GIVEN EXERCISE
Reproduce every one of the records below word for word, without changing any line.

RECORDS TO PROCESS

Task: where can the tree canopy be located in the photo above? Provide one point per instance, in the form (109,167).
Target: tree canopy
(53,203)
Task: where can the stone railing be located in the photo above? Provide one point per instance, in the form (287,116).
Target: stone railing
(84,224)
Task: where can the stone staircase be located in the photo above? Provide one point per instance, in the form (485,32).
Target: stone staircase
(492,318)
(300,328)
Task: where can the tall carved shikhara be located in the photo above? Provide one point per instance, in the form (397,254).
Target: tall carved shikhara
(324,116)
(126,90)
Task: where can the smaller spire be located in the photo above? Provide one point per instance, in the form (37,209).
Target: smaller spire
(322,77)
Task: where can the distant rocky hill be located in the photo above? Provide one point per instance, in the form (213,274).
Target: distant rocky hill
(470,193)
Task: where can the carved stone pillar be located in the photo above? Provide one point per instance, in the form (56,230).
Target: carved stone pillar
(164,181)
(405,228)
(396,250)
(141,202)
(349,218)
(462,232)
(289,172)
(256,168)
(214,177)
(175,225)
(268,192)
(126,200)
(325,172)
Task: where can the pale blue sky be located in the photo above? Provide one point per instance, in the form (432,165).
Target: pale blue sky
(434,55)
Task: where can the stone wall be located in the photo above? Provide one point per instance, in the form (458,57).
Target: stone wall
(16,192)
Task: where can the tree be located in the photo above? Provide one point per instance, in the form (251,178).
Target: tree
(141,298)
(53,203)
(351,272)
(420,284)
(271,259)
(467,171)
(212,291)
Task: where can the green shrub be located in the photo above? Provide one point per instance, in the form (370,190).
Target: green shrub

OUTPUT FOR THIS TASK
Task: where can the tree canopy be located in the photo above? Provide one point per instance, in the form (109,167).
Target: tree canopy
(53,203)
Task: where can the stone railing be located in the photo above? Provide one point per instance, in the form (287,116).
Target: stone railing
(84,224)
Task: where can the stone staircase be located in the photo above? Provide one point per instance, in the form (485,32).
Target: stone staircase
(492,318)
(300,328)
Task: where can the tall carved shikhara be located in the photo above? Provide one point per instance, in the form (397,254).
Target: tall carved shikhara
(324,116)
(126,90)
Task: where can the smaller spire be located in the photo above? Provide one point per instance, in the form (37,209).
Target: smaller spire
(322,77)
Task: where can the distant rocky hill be located in the photo above? Provide one point per instance, in the form (213,274).
Target: distant rocky hill
(470,193)
Task: where can the carved stone pillar be located in the photo above? Provide one point per instance, in the form (56,230).
Target: carved stone pillar
(164,181)
(405,228)
(396,250)
(141,202)
(349,218)
(462,232)
(289,172)
(256,168)
(214,177)
(175,225)
(268,192)
(126,200)
(325,172)
Task: where can the pale blue sky be located in the photo above? Provide one point per instance, in the form (432,165).
Target: pale blue sky
(434,55)
Task: where can the stone wall be located in the photo above? Provide one point per instance, in the form (458,57).
Target: stone wall
(16,192)
Task: where can the tree be located in the photo above? Provide one point per instance, in the form (251,178).
Target: tree
(141,298)
(53,203)
(351,272)
(420,284)
(271,259)
(467,171)
(212,291)
Task: where can the green shrub be located in the photo above? Provide one point per instance, in the form (370,190).
Target: green shrub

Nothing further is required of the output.